> [Your instructions]
Copy out every one of the following entries word for word, changing nothing.

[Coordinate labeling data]
-- BEGIN --

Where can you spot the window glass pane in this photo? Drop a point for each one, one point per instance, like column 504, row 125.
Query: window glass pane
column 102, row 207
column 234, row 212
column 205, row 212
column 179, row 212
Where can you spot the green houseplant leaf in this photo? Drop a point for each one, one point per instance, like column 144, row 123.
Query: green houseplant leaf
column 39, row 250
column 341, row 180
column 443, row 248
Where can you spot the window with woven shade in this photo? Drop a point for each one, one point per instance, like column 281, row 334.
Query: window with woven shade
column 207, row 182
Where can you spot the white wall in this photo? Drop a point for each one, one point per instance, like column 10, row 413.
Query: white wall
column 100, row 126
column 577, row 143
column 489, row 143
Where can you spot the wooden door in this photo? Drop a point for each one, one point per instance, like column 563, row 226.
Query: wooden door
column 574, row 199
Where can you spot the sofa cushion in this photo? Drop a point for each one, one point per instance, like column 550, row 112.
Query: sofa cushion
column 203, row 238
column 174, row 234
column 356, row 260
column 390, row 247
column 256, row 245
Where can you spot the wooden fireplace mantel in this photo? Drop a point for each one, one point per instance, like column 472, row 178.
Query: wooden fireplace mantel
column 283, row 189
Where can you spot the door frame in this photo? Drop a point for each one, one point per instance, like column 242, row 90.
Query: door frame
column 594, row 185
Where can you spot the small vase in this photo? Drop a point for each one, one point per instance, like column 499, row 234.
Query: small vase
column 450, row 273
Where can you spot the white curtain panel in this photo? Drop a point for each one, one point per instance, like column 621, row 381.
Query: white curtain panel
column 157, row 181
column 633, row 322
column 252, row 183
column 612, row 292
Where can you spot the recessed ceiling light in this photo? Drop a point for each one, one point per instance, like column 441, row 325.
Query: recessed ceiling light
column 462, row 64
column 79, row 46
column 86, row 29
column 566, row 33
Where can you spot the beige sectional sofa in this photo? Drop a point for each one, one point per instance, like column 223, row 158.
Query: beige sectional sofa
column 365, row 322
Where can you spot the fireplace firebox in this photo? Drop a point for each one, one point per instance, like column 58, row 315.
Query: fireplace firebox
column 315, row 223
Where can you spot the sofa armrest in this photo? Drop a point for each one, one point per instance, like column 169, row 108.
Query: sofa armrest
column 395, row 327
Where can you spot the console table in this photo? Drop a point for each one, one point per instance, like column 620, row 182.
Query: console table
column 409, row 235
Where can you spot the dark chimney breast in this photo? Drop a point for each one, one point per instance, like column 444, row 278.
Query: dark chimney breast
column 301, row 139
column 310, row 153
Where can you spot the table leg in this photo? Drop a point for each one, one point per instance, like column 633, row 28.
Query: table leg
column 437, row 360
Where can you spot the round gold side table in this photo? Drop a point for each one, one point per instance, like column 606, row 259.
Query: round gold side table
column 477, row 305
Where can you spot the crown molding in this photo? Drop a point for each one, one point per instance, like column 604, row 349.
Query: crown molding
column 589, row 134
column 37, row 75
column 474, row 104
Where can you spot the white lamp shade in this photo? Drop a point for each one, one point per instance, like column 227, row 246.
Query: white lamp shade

-- END --

> [In response]
Where can you spot the window glass pane in this photo? Drop a point for each one, one point per instance, like column 504, row 125.
Query: window glass pane
column 102, row 207
column 234, row 212
column 205, row 212
column 179, row 212
Where can you spot the green houseplant leaf in this photo? Drop a point for each one, one point per instance, like column 144, row 123.
Query: green houseplant leaf
column 39, row 250
column 341, row 180
column 443, row 248
Where can you spot the window with woven shade in this photo? Drop a point for each one, one point per instance, like column 281, row 334.
Query: window with woven shade
column 207, row 182
Where can you spot the white wall in this photo? Drop a point for each one, one point per instance, like column 10, row 413.
Query: white wall
column 100, row 126
column 577, row 143
column 489, row 143
Where can you spot the wooden door in this photo? Drop a point for each one, one point per instance, like column 563, row 226.
Query: wooden door
column 574, row 199
Where can you spot the sofa cushion in this photo? Drop a point for each one, one point per instance, like column 550, row 112.
Query: sofa cushion
column 203, row 238
column 174, row 234
column 356, row 260
column 390, row 247
column 256, row 245
Where can you spot the wooden fireplace mantel in this photo? Drop a point for each one, one point per instance, like column 472, row 178.
Query: wooden fireplace mantel
column 283, row 189
Where can you spot the door frame in this photo? Drop a point for each one, one point per instance, like column 242, row 90.
Query: door frame
column 594, row 185
Where can you spot the small vase in this photo? Drop a point for each one, one point per instance, like column 499, row 234.
Query: small vase
column 450, row 273
Where can you spot the white curtain panel in this photo? Drop a point for each one, one point per instance, like column 621, row 381.
Query: white curtain panel
column 157, row 181
column 633, row 322
column 252, row 183
column 612, row 292
Where can you spot the recessed ceiling light in this photo? Drop a point for each one, one point per instance, like column 441, row 325.
Query: recessed ceiling light
column 462, row 64
column 79, row 46
column 86, row 29
column 566, row 33
Where can you spot the beige sectional sofa in this photo? Drop a point for each one, one point per instance, like column 223, row 158.
Query: beige sectional sofa
column 365, row 322
Where can you spot the fireplace firebox in this photo? Drop a point for each one, one point per instance, like column 58, row 315.
Query: fireplace firebox
column 315, row 223
Where can you spot the sofa armrest in this photo? Drop a point for each one, one point per instance, like column 169, row 108.
Query: sofa armrest
column 395, row 327
Where can you spot the console table in this photo? Drop a point for each one, one point per instance, like column 620, row 182.
Query: console table
column 409, row 235
Where can you spot the dark chimney breast in this photo? Drop a point for each one, one point per instance, like column 444, row 278.
Query: dark chimney breast
column 301, row 139
column 310, row 153
Where can you spot the table leg in this photo? Drop a point for each one, one point per instance, like column 633, row 28.
Query: table leg
column 437, row 360
Where can you spot the round gold side table in this photo? Drop a point for each one, one point per instance, like column 606, row 259.
Query: round gold side table
column 477, row 305
Where can you spot the crown molding in this photo? Drop a point for each one, one point per instance, like column 604, row 349.
Query: crown molding
column 589, row 134
column 37, row 75
column 474, row 104
Where can you spot the white lamp shade in this photo? Drop a point for each one, one point per instance, like column 227, row 246.
Query: white lamp shade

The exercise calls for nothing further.